(Dataset entries)
:::::

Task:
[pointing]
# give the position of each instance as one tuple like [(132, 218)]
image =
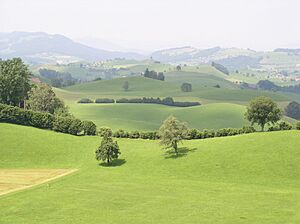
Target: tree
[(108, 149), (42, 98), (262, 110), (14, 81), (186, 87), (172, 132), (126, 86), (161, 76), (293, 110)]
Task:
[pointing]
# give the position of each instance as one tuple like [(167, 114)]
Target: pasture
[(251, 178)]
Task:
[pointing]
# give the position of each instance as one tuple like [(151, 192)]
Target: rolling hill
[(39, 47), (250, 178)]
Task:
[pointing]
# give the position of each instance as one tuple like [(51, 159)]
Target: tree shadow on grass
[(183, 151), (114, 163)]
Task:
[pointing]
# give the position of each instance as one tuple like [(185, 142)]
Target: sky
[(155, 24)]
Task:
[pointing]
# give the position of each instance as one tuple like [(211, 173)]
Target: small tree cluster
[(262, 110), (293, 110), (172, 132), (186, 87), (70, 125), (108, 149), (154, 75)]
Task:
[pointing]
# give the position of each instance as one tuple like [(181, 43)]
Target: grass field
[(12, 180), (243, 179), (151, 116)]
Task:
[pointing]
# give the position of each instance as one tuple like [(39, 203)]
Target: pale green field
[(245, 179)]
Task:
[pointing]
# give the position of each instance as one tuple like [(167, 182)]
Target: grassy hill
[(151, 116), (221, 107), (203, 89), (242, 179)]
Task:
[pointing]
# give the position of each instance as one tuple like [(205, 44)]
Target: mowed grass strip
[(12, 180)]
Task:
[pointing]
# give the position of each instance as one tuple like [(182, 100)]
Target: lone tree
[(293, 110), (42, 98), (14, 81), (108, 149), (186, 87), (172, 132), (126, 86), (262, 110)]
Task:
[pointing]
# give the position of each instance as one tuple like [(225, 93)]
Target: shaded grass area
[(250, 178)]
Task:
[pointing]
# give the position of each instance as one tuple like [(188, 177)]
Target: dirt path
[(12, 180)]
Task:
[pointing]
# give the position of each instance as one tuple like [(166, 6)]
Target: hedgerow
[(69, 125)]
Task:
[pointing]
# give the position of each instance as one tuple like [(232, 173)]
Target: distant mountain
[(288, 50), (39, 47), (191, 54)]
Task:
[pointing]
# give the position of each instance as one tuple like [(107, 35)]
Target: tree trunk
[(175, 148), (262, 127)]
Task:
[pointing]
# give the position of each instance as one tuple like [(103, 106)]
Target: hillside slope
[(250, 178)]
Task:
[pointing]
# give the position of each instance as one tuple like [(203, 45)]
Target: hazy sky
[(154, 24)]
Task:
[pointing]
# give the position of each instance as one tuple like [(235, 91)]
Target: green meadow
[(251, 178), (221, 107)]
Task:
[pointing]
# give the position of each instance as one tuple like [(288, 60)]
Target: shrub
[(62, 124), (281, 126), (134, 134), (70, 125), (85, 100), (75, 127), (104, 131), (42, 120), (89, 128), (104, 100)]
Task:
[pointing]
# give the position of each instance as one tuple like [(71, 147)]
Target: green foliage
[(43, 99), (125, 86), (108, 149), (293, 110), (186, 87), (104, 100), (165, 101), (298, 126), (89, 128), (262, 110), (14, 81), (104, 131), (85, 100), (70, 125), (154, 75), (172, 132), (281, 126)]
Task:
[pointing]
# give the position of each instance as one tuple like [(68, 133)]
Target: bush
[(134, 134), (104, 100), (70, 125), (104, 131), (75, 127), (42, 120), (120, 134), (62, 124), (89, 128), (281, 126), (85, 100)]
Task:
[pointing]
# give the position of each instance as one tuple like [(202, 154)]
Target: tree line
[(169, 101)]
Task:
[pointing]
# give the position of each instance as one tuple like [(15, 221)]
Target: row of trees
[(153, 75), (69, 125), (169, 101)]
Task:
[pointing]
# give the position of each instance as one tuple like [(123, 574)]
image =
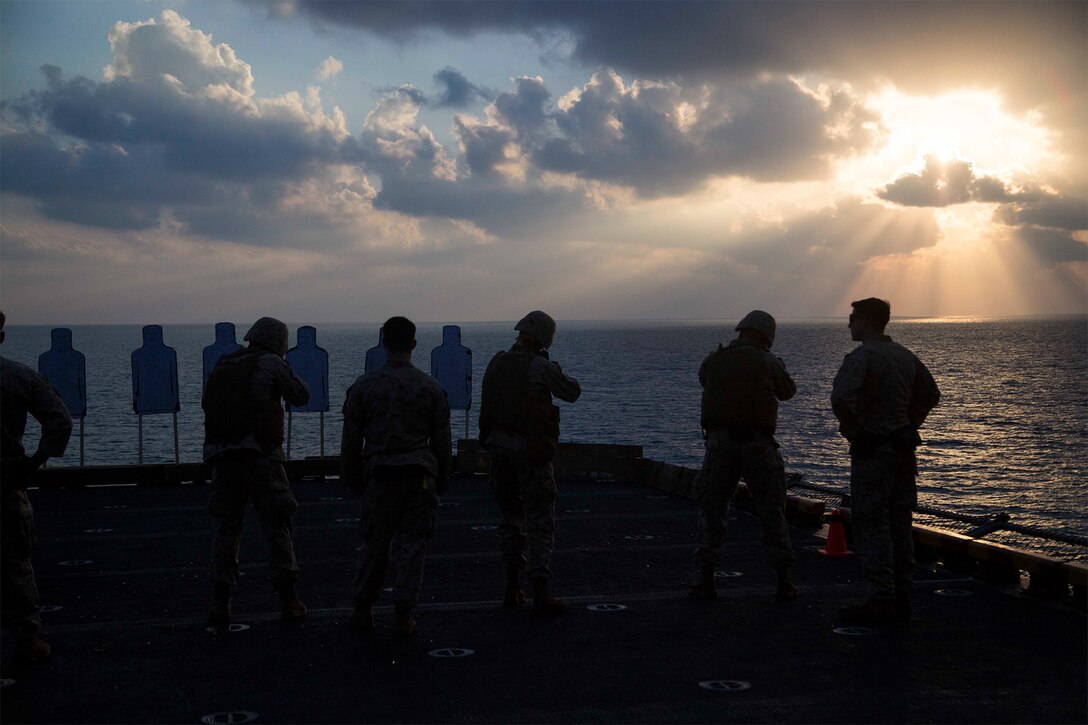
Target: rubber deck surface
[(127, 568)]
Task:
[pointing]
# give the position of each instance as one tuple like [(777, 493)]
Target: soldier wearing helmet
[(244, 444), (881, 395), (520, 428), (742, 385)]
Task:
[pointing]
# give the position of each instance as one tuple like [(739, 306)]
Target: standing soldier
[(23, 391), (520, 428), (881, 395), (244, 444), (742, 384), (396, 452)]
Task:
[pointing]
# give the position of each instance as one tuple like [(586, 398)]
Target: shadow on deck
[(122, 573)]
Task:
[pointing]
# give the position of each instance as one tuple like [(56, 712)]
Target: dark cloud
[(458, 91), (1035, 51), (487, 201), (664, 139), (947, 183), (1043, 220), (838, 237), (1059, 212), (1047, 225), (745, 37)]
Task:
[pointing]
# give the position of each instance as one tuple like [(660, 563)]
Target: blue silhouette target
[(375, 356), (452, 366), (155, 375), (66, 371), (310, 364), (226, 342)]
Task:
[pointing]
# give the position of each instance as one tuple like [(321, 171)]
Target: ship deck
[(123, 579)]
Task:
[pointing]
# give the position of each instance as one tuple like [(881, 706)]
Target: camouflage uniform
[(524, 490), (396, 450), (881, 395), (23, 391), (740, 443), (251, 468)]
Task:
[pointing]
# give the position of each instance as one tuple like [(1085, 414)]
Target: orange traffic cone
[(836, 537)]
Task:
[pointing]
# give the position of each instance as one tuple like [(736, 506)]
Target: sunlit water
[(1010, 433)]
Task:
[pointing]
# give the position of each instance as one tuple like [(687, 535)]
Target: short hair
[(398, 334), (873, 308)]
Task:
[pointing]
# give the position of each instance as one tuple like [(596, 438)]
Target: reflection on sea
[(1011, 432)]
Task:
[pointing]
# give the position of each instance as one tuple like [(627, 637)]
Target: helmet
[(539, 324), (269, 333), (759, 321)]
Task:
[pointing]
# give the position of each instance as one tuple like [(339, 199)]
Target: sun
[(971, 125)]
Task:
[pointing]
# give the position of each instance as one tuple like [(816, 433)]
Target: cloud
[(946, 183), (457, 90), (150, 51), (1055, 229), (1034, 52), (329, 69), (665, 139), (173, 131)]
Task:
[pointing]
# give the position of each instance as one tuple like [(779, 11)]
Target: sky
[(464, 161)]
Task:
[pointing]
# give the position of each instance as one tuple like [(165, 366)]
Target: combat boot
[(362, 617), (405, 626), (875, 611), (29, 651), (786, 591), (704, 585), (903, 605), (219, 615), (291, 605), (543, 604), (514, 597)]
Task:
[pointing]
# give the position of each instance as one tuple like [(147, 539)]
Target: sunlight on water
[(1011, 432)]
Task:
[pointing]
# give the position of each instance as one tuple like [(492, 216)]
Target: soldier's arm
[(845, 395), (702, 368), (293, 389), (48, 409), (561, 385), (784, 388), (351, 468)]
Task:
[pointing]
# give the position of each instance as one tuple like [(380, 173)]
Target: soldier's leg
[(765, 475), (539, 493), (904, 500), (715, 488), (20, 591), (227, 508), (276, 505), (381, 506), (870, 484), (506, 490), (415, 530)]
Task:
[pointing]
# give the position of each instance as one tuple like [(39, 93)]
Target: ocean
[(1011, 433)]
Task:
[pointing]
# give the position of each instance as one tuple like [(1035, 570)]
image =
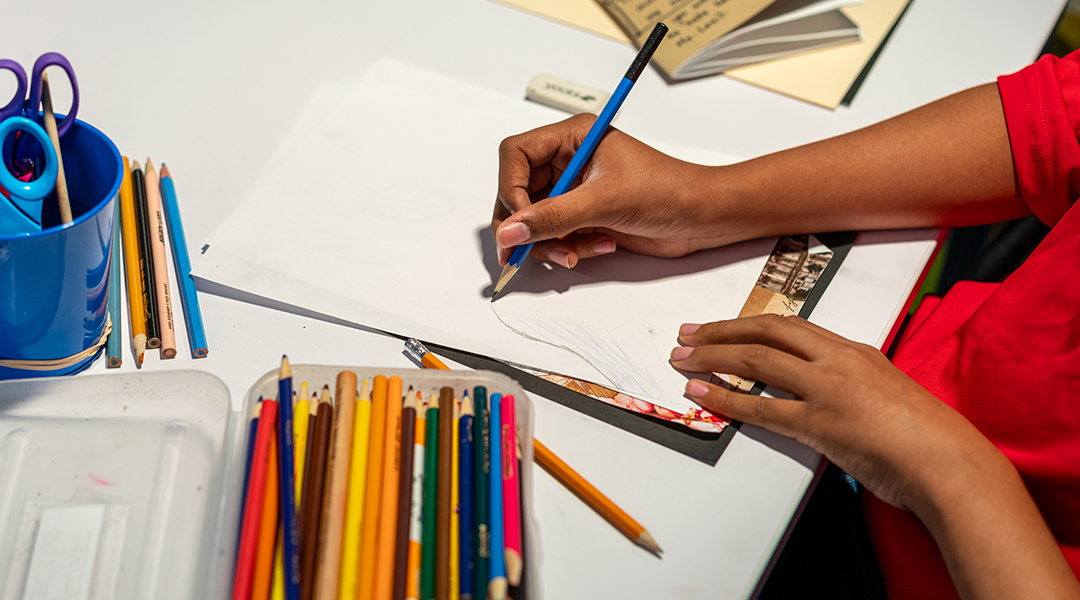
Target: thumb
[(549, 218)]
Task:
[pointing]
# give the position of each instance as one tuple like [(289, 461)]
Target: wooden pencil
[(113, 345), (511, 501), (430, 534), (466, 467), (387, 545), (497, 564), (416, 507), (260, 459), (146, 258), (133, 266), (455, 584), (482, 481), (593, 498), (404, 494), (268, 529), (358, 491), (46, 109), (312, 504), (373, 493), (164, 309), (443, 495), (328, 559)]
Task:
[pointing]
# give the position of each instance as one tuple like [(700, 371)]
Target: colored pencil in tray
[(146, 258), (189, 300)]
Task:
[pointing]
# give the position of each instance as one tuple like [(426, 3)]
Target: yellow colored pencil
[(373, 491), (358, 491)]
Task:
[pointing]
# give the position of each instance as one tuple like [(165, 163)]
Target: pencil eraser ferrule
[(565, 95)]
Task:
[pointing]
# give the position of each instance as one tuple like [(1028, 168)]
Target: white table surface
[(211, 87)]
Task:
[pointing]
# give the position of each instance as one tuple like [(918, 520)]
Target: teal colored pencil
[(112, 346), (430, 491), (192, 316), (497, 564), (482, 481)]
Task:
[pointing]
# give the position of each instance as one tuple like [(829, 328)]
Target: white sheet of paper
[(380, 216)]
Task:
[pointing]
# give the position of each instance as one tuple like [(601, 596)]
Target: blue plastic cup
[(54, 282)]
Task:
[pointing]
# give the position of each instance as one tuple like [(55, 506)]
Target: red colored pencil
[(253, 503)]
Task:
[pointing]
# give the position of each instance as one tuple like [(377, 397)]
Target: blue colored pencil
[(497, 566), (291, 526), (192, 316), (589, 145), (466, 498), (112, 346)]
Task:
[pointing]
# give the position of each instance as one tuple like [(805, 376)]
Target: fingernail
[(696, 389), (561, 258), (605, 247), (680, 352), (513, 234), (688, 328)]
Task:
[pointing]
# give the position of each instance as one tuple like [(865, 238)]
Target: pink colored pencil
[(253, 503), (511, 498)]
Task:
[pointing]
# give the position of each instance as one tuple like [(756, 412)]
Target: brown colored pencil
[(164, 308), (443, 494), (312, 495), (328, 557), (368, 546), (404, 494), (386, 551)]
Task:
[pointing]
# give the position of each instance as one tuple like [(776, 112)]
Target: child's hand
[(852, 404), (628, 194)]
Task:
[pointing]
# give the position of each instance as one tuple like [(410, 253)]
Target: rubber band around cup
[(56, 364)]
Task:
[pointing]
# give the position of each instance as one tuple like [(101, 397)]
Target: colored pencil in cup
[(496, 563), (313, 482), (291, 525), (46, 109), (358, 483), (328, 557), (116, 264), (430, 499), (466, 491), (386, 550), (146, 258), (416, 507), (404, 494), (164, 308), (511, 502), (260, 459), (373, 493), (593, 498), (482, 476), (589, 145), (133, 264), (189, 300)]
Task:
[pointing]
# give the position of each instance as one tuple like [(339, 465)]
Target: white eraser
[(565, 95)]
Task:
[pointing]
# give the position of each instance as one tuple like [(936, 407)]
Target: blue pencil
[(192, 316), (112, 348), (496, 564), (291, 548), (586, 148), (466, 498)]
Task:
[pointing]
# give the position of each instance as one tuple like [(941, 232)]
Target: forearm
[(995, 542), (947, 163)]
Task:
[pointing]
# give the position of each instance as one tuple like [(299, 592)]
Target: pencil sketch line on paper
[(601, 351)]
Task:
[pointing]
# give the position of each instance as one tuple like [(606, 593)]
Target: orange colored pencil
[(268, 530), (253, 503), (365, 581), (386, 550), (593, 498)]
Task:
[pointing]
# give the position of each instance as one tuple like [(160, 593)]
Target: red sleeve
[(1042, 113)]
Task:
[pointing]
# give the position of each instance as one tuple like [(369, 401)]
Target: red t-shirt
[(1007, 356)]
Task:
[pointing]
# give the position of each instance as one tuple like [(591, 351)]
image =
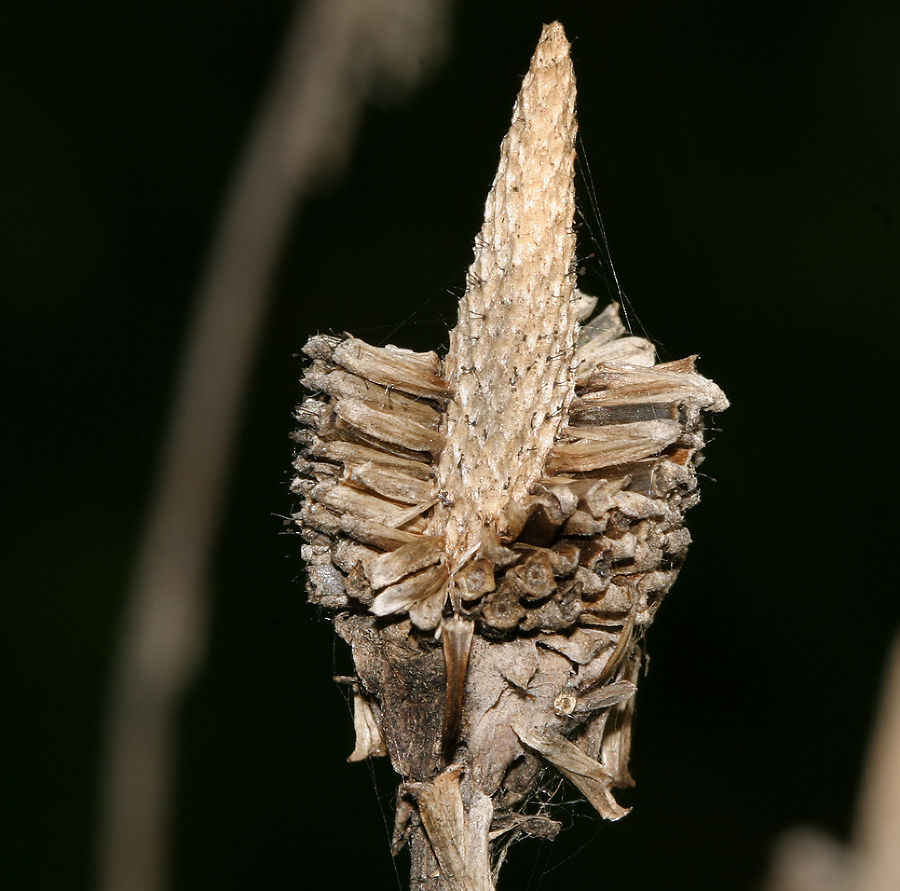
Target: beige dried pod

:::::

▶ [Problem to work on] Print the data above exactly, from its first line to the line bearing "like [(211, 173)]" inclusive, and keep pictures out of the result.

▶ [Response area]
Task:
[pointing]
# give the position of each instance as one tuple like [(132, 218)]
image =
Target: tree
[(108, 149), (42, 98), (262, 110), (14, 81), (186, 87), (172, 132), (126, 86), (161, 76), (293, 110)]
Task:
[pointing]
# give the position of each instance as one tuple like [(167, 114)]
Target: pasture
[(251, 178)]
Task:
[pointing]
# give the position of each instance as one tuple like [(151, 192)]
Target: rolling hill
[(39, 47), (250, 178)]
Task:
[pointing]
# give the position of each instance as one tuple like [(51, 159)]
Target: tree shadow on grass
[(183, 151), (114, 163)]
Task:
[pointing]
# give the position of each instance as one tuple like [(185, 142)]
Target: sky
[(155, 24)]
Task:
[pointing]
# give the position of each instance as one tuple like [(211, 173)]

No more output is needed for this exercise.